*WHAT IS EXPECTED*.
Show each line of the material that contains the word "paddle".

--- start DATASET RECORDS ---

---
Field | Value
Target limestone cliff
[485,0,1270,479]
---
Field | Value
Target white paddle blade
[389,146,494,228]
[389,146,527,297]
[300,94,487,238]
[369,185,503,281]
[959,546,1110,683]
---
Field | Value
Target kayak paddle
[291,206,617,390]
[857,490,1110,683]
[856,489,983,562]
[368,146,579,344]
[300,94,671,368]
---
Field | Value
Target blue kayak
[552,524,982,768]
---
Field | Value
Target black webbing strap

--- end DATASET RECORDS ---
--- start DATASET RECORDS ---

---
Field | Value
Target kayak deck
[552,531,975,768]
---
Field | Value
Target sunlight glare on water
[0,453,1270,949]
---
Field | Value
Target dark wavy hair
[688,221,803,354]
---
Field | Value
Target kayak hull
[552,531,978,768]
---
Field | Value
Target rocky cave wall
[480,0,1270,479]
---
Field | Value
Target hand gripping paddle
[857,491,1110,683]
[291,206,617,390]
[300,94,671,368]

--- end DATASET RECORDS ---

*WRITTEN SOLUTION*.
Target white paddle blade
Target kayak paddle
Target hand gripping paddle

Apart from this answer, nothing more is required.